> **What you have to do**
Output the complete listing exactly.

> **Input data**
========

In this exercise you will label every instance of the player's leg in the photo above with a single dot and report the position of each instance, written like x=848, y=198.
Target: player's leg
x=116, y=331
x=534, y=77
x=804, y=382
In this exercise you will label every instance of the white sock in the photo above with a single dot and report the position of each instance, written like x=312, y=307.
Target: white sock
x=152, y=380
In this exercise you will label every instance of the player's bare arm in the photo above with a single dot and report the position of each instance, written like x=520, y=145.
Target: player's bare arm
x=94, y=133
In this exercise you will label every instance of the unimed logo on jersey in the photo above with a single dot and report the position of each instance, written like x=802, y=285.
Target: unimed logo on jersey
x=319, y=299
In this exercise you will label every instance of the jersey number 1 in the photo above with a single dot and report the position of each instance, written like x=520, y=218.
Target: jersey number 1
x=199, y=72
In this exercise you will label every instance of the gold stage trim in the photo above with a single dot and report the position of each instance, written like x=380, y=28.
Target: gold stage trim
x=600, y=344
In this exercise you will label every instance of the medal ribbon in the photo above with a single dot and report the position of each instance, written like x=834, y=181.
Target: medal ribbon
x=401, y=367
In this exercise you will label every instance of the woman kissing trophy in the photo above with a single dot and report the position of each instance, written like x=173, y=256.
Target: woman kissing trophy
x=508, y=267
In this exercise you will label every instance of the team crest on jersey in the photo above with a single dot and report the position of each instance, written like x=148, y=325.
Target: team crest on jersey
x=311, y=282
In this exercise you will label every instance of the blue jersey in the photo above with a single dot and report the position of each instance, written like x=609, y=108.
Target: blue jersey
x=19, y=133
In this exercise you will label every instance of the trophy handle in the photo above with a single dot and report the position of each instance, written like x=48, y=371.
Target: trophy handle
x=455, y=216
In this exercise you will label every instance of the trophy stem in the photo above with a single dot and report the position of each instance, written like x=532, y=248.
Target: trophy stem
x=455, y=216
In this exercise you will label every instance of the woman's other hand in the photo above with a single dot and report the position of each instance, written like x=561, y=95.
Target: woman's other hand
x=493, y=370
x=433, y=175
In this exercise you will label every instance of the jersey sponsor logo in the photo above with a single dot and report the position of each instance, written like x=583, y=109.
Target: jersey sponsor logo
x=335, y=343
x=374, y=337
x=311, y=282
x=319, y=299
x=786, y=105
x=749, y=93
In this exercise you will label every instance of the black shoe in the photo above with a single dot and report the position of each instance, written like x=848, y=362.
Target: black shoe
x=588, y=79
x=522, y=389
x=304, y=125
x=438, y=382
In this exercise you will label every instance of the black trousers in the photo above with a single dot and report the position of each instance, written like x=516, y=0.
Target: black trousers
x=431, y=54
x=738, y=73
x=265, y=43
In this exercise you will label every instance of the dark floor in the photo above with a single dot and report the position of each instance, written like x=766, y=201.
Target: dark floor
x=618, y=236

========

> **Task solution**
In this exercise you will label every instance of the player's leg in the photo above with a single dot and report the position of each instance, written like x=848, y=198.
Target: player's leg
x=116, y=331
x=534, y=77
x=804, y=382
In this exercise you will label every instance of the white sock in the photo above with a single dot and report the position of each instance, written like x=312, y=307.
Target: white sock
x=152, y=380
In this exercise you will label every instance of the player's bare arm in the photo above with a single dot and report the position of each instance, written like x=520, y=145.
Target: player's bare arm
x=94, y=133
In this exercise you will label every instance of the unimed logo on jersey in the photo above with a single dot and report the position of each instance, written like x=802, y=285.
Target: unimed logo on jersey
x=319, y=299
In this exercise you will label every instance of the jersey number 1 in the photo above with a single dot and report the position of each instance, written like x=520, y=218.
Target: jersey number 1
x=199, y=72
In this exercise you will label every instance of the gold stage trim in the photo above with a single dot and report the position of each instance, written like x=380, y=28.
Target: gold stage trim
x=600, y=344
In this exercise you will label every instance of the medal ribbon in the photo above with a single dot and report the position of each instance, written like x=834, y=181.
Target: medal ribbon
x=401, y=367
In this exercise you will label every instance of the woman kissing trophy in the photo above with a single dot and report the position of each instance, written like x=173, y=256.
Target: woman kissing trophy
x=508, y=267
In this exercise you will label every instance of the team crest on jersey in the photo above with a single dot and report the position of each instance, written like x=148, y=325.
Target: team crest on jersey
x=311, y=282
In this exercise you will label every instance of the blue jersey in the photo above with a single dot and report the position of each instance, written like x=609, y=108.
Target: blue jersey
x=19, y=133
In this exercise you will label every instance of the trophy handle in the photo above with a single dot and report the position of each instance, written like x=48, y=371.
Target: trophy handle
x=455, y=216
In this exercise you will label every instance of the trophy stem in the photo above with a single dot and report the position of each instance, written like x=532, y=248.
Target: trophy stem
x=455, y=216
In this exercise you will label every instance of the woman's other hand in the photo above with a single dot and report the position of each instance, written like x=561, y=95.
Target: woman's other hand
x=493, y=370
x=433, y=175
In this exercise you will label every instance of the jersey sponsor logo in the photo above with a single dot and report the position of each instance, written like x=583, y=109.
Target: jersey sponsor logo
x=335, y=343
x=374, y=337
x=311, y=282
x=319, y=299
x=786, y=105
x=749, y=93
In this exercise you will label every instance of the black shoe in the photo above with a single dot and report the position of each instance, written like x=848, y=362.
Target: black shoe
x=588, y=79
x=522, y=389
x=304, y=125
x=438, y=382
In this exercise you will label every instance of the black trousers in the photo above with a single dot and report the position of each instance, written like x=516, y=0.
Target: black trousers
x=431, y=54
x=738, y=73
x=265, y=43
In this exercise you will label every instance of the dark floor in the photo above with a single dot and report the position of each instance, written like x=766, y=201.
Target: dark floor
x=618, y=236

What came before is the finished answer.